» **TASK PROMPT**: Gather every line in the records below that contains the word "pink", and copy each one out.

» **INFORMATION SUPPLIED**:
::::
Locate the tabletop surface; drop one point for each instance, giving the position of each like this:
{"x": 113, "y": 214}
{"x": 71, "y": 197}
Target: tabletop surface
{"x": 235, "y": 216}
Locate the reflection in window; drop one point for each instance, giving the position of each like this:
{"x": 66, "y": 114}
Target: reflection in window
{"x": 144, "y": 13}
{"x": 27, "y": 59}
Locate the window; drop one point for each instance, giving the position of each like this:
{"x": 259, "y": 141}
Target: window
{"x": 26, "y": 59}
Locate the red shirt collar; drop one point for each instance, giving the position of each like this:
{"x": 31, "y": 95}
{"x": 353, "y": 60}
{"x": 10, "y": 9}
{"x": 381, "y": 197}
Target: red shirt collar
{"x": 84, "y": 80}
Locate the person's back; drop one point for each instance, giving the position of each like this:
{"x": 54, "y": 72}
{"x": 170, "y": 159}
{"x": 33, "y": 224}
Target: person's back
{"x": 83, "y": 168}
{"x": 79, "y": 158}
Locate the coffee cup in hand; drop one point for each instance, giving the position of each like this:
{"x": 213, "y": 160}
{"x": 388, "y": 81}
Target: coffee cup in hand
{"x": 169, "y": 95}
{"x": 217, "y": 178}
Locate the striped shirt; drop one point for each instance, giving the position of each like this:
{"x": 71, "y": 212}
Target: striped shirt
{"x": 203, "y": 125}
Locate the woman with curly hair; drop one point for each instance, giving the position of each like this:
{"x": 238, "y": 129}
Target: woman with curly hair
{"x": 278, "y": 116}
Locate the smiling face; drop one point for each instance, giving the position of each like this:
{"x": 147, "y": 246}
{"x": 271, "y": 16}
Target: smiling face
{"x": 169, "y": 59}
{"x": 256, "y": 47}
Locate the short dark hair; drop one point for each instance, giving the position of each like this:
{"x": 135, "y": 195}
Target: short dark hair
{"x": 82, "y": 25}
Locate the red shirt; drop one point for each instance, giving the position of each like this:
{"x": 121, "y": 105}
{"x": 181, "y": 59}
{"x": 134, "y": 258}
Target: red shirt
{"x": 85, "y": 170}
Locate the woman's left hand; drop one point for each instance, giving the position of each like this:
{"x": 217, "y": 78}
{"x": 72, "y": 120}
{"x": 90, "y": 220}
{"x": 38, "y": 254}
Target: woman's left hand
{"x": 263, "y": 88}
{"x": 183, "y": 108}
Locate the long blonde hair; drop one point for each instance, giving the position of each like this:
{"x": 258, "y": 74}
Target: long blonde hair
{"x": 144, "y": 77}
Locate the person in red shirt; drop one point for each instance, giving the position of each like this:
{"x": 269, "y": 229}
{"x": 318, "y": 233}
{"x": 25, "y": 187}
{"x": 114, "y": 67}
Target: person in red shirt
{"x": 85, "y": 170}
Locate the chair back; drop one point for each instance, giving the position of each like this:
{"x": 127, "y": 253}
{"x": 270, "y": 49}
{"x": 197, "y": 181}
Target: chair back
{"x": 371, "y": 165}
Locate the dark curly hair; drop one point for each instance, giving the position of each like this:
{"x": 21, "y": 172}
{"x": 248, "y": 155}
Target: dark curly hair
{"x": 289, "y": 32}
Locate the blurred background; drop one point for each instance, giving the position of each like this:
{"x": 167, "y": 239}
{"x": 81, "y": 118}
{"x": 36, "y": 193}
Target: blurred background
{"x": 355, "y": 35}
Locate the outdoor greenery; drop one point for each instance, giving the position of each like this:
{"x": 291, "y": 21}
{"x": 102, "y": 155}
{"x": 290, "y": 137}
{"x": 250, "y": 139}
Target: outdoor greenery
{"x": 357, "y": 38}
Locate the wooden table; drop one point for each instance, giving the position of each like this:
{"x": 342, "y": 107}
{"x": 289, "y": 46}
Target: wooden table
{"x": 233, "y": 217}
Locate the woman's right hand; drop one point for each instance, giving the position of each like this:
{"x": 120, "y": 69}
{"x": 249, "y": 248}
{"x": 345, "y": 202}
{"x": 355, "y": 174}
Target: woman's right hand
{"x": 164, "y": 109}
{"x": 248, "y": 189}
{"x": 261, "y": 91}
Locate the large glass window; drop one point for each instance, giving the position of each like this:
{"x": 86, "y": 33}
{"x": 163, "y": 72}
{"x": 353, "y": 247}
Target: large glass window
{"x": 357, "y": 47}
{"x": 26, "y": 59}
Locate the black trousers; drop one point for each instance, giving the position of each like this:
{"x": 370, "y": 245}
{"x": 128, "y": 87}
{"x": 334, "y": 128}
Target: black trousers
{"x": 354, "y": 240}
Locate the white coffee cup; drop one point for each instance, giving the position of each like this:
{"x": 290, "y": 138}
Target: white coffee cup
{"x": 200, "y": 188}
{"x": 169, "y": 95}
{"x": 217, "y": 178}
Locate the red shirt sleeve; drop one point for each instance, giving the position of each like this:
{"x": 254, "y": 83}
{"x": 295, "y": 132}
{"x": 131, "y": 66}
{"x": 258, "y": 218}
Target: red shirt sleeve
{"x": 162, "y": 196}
::::
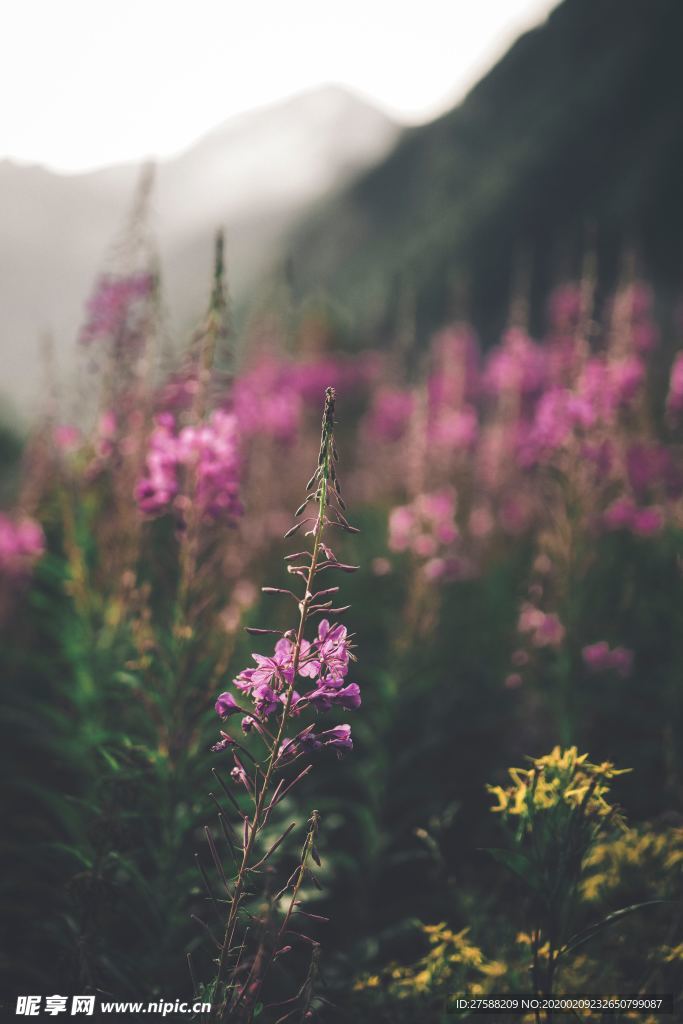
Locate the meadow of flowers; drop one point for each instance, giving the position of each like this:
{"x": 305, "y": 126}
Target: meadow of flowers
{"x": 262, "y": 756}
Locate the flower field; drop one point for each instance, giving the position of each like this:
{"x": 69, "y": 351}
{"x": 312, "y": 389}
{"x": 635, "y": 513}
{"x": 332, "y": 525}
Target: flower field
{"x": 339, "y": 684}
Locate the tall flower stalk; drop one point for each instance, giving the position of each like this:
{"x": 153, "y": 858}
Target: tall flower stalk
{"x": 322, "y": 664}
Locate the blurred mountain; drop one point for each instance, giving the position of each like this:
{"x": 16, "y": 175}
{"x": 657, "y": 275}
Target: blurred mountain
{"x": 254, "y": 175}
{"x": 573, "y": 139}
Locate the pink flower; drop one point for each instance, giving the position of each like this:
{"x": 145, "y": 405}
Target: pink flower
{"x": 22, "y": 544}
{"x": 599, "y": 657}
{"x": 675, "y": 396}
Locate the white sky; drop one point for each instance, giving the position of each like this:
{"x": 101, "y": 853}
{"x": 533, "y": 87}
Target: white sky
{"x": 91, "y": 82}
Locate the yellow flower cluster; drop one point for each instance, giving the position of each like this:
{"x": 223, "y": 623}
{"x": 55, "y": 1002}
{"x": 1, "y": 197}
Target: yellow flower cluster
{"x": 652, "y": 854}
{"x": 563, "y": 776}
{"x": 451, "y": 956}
::::
» **WRITTEN ANSWER**:
Locate the pink flower; drop one point for each instance, giving the position of each like this:
Target: pink flower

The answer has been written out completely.